Attività da svolgere:
A. Riscrivi una parte del testo sul Metal e la storia del costume, a partire da "L’Heavy Metal trascende" e fino a "e dell’identità culturale.", mettendo "corazza" al posto di "armatura".
B. Nel testo sul Metal e la storia del costume, che cosa conserva intatta l'abbigliamento del metallaro pur evolvendo nel tempo?

Testo del documento:

※

Il Metal e la storia del costume

L’Heavy Metal trascende la mera definizione di genere musicale per affermarsi come una cultura globale caratterizzata da un’estetica visiva inconfondibile. L’abbigliamento del metallaro funge da dichiarazione identitaria e da armatura simbolica che, pur evolvendo nel tempo, conserva intatta la sua fedeltà alle radici ribelli. Questo articolo è un’analisi che bilancia serietà e leggerezza, esaminando come un movimento musicale di nicchia non solo sia esploso a livello sonoro, ma si sia soprattutto evoluto in una significativa storia del costume e dell’identità culturale.

※

[Voci contenute in un dataset]
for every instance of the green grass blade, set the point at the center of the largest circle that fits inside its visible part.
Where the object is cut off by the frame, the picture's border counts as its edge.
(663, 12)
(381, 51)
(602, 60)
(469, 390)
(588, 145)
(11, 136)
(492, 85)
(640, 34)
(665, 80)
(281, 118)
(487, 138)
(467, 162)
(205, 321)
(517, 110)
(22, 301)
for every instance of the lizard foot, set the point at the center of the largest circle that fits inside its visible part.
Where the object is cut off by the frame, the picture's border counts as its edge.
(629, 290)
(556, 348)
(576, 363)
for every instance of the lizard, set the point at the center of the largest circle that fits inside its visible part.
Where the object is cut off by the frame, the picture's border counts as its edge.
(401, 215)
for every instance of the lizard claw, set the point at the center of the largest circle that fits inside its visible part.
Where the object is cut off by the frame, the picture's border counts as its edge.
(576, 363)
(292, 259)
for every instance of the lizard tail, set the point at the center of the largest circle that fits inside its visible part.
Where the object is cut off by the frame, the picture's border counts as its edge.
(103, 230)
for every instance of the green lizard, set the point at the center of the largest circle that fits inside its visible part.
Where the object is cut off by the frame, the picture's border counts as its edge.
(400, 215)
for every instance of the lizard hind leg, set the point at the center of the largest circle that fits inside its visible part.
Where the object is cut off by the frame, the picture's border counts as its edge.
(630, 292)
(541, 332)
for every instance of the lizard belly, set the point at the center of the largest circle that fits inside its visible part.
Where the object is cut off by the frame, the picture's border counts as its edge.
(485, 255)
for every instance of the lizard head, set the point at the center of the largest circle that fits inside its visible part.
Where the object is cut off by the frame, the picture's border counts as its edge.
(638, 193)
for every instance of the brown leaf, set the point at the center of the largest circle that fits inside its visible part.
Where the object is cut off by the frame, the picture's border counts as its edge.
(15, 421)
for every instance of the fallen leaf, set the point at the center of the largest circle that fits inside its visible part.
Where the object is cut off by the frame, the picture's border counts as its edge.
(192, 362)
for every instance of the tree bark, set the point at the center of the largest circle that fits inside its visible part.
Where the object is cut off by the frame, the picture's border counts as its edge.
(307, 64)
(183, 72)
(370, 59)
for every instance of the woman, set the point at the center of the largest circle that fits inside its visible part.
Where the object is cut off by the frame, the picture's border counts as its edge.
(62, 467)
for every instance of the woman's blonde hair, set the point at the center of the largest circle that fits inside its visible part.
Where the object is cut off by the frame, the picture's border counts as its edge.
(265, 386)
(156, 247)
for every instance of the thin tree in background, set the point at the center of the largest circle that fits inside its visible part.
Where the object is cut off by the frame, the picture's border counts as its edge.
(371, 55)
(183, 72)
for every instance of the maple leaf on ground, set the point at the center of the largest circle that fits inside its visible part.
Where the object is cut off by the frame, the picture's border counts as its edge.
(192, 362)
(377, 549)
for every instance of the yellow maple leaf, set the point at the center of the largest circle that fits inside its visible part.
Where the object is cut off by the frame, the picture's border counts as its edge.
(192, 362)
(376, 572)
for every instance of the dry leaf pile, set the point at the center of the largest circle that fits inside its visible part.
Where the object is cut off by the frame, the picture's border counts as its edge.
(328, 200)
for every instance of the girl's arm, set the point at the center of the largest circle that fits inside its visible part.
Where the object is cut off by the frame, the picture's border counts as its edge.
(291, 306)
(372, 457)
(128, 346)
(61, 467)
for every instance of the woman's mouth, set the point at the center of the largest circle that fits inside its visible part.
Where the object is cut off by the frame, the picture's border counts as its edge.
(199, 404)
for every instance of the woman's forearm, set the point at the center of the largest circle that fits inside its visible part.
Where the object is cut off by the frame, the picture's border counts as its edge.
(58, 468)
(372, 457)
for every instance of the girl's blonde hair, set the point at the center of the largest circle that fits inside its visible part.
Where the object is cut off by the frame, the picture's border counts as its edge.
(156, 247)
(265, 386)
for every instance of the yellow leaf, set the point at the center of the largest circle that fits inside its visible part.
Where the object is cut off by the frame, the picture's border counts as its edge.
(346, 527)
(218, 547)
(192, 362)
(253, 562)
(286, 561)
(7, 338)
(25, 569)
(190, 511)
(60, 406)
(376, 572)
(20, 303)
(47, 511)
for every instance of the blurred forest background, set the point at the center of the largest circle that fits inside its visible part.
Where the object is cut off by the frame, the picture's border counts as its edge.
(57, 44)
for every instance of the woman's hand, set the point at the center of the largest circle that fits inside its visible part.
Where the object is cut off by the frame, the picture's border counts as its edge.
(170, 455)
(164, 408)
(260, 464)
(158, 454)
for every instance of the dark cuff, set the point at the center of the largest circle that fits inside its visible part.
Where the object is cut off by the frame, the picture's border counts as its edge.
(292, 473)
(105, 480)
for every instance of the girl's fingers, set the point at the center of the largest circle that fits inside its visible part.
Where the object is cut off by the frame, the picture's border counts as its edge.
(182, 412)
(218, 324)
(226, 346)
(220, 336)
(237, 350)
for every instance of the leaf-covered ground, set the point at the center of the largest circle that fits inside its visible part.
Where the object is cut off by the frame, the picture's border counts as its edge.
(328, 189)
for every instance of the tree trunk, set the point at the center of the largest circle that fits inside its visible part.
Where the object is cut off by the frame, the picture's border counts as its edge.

※

Risposte corrette:
A.
L’Heavy Metal trascende la mera definizione di genere musicale per affermarsi come una cultura globale caratterizzata da un’estetica visiva inconfondibile. L’abbigliamento del metallaro funge da dichiarazione identitaria e da corazza simbolica che, pur evolvendo nel tempo, conserva intatta la sua fedeltà alle radici ribelli. Questo articolo è un’analisi che bilancia serietà e leggerezza, esaminando come un movimento musicale di nicchia non solo sia esploso a livello sonoro, ma si sia soprattutto evoluto in una significativa storia del costume e dell’identità culturale.

B. La sua fedeltà alle radici ribelli.